• [Written task]: Give the material starting with the line that contains "Return an outline for every instance of the red" and going on through the line that contains "[[[78,45],[111,49],[120,6],[118,1],[57,0],[59,33]]]" as a Markdown table with the columns Row and Text. Number each line in Row, put the line in Text, and leave out blank lines.

···

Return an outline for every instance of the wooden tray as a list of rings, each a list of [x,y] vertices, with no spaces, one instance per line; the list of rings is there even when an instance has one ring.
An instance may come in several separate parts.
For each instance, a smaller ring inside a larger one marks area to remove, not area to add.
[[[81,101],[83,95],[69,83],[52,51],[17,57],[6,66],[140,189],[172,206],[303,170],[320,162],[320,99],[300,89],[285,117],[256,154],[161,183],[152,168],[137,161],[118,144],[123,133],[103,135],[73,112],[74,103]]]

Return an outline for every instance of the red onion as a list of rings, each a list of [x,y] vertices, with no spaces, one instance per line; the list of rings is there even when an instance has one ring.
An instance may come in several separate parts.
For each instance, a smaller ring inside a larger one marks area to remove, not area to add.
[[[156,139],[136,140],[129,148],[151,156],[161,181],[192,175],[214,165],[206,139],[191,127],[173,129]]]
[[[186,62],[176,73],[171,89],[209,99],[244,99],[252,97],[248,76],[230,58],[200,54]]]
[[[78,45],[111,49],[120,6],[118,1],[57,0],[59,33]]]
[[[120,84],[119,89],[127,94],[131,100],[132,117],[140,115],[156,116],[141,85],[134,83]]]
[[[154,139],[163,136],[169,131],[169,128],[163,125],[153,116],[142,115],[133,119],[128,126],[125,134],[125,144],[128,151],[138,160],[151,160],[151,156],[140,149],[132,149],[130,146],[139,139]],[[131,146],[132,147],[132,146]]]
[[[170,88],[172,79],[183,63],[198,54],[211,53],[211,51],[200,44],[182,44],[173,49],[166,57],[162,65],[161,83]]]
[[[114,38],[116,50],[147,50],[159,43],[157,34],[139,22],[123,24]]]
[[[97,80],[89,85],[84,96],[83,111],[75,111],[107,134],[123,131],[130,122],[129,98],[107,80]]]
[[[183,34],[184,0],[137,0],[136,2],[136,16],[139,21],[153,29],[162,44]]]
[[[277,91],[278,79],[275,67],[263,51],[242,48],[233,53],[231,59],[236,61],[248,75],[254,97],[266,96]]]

···

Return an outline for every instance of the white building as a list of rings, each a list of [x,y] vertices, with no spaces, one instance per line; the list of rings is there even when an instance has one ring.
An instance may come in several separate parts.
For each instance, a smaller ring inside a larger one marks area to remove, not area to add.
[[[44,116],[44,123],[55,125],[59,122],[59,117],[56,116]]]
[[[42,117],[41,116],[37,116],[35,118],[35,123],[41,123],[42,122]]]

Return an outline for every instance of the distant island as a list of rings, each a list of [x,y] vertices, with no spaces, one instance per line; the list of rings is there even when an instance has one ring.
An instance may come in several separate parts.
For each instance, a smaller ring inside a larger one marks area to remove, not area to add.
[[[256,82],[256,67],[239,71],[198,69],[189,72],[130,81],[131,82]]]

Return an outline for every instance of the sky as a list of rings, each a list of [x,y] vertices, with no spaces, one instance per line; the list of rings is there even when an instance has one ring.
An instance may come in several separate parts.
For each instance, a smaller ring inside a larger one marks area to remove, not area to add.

···

• [Complete answer]:
| Row | Text |
|---|---|
| 1 | Return an outline for every instance of the red onion as a list of rings, each a list of [x,y] vertices, with no spaces, one instance per line; the list of rings is there even when an instance has one ring. |
| 2 | An instance may come in several separate parts. |
| 3 | For each instance, a smaller ring inside a larger one marks area to remove, not area to add. |
| 4 | [[[156,139],[136,140],[129,148],[151,156],[161,181],[192,175],[214,165],[206,139],[191,127],[173,129]]] |
| 5 | [[[186,62],[176,73],[171,89],[209,99],[244,99],[252,97],[248,76],[230,58],[200,54]]] |
| 6 | [[[78,45],[111,49],[120,6],[118,1],[57,0],[59,33]]] |